» Problem description
Nothing but the line containing "Find the blonde" and the lines after it in the entries below should appear, each repeated exactly.

» The data
■ ■ ■
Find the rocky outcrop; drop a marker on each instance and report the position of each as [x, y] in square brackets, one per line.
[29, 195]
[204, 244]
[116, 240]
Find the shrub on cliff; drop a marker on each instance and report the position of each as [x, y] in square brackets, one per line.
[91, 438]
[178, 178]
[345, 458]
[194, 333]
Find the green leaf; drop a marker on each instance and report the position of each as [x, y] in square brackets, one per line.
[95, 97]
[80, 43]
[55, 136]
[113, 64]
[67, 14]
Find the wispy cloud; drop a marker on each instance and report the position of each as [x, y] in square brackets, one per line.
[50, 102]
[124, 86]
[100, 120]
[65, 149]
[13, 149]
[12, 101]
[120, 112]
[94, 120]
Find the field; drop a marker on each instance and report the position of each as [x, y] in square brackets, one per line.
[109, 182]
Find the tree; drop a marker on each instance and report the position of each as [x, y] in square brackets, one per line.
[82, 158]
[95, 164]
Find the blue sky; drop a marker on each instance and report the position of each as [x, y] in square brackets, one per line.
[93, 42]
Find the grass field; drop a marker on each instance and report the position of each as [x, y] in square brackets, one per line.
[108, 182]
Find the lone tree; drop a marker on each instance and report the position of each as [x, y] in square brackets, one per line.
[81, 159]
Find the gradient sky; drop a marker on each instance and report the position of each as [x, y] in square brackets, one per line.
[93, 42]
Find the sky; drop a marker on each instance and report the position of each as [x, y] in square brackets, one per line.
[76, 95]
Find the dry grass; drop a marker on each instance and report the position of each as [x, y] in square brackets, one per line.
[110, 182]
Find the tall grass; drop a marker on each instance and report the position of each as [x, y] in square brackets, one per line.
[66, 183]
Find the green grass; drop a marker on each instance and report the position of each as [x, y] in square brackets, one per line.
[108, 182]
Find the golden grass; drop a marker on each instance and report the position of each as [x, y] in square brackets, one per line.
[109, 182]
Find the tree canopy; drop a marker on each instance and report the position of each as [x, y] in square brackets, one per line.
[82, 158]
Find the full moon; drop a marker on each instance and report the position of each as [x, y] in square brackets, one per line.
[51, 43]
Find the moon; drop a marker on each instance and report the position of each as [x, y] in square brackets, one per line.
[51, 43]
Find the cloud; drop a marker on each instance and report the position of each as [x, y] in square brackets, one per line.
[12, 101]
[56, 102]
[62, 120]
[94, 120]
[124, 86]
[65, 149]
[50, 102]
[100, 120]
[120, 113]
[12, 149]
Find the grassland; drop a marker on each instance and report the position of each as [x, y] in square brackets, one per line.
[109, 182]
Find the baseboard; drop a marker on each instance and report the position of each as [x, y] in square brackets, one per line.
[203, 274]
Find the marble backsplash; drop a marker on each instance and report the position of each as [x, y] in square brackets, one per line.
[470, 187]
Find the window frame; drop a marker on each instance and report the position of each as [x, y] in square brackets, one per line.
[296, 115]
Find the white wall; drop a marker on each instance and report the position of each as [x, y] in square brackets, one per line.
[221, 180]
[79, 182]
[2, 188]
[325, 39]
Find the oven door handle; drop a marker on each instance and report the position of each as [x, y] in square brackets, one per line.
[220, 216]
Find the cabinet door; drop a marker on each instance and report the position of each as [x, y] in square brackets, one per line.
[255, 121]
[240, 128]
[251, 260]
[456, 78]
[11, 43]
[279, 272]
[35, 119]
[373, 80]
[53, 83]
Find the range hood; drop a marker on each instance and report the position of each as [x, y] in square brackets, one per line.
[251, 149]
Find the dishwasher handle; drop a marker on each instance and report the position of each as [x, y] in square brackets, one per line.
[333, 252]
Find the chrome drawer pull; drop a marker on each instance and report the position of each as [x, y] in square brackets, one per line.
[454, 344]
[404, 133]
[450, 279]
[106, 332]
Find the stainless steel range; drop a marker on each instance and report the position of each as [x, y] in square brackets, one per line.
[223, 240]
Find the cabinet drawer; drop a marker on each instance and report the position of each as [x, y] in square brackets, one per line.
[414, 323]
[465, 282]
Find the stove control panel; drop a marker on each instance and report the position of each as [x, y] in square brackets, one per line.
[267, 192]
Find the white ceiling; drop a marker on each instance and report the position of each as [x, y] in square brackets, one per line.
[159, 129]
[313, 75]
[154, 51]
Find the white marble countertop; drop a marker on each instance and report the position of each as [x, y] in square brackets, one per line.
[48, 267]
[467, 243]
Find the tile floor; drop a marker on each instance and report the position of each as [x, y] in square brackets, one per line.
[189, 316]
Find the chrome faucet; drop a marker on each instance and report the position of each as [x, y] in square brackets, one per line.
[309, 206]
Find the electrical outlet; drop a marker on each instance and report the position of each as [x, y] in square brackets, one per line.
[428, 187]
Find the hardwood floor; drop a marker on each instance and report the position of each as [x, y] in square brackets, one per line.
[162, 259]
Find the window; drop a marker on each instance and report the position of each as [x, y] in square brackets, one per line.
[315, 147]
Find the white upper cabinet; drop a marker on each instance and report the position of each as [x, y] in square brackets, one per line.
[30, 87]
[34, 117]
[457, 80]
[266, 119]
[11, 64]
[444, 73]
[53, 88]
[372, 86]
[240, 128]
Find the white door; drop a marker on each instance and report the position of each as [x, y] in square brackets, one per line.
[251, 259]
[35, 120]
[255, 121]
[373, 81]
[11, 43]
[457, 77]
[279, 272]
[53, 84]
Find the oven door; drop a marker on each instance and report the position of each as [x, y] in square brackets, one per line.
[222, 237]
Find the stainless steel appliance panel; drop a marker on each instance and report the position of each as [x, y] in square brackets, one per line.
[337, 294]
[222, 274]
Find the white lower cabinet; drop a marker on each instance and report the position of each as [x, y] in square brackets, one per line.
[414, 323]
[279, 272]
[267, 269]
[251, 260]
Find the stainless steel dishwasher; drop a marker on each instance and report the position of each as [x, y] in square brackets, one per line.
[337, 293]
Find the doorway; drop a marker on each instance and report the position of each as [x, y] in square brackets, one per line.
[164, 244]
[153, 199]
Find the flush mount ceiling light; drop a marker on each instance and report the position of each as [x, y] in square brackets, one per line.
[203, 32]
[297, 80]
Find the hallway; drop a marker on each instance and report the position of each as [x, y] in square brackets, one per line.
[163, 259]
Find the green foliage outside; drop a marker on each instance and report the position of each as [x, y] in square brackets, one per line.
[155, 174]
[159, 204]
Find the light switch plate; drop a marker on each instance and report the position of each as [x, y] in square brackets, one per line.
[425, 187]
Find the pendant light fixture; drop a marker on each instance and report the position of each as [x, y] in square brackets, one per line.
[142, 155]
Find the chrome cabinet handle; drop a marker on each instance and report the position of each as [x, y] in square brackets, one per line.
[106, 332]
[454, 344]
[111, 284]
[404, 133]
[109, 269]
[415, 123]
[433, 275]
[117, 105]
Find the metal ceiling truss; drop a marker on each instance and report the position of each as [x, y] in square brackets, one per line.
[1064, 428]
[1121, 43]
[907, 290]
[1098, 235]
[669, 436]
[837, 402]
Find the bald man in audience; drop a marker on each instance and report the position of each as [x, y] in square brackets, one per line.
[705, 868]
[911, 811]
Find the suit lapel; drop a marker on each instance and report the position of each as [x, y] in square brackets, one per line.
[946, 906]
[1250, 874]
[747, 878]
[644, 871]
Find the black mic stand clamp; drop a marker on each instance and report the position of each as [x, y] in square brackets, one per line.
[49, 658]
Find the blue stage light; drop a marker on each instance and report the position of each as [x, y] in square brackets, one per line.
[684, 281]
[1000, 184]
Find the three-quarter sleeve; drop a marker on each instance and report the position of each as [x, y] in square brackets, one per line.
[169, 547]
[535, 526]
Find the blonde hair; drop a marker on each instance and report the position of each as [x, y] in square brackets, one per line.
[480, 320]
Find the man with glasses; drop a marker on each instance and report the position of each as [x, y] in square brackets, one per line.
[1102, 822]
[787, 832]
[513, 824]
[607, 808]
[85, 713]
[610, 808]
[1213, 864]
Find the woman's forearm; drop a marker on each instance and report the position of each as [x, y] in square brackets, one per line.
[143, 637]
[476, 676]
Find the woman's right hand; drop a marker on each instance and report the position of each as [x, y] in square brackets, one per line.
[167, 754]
■ ■ ■
» Solution to the exercise
Find the blonde hair; drop a marker on each instance and report the position of each as [x, y] in square brackets, one per line.
[480, 320]
Find the man with glasses; drop a marker on each instance and report the position of each as [x, y] in square brackets, one per line.
[1102, 822]
[787, 832]
[513, 824]
[607, 808]
[85, 713]
[610, 808]
[1213, 864]
Find the woman's forearm; drop a marker on each instance and report the position of each as [x, y] in square brackets, one per line.
[143, 637]
[476, 676]
Find the woman's right hand; drop a marker on each instance and report the position of each as [x, y] in square brackets, one per line.
[167, 754]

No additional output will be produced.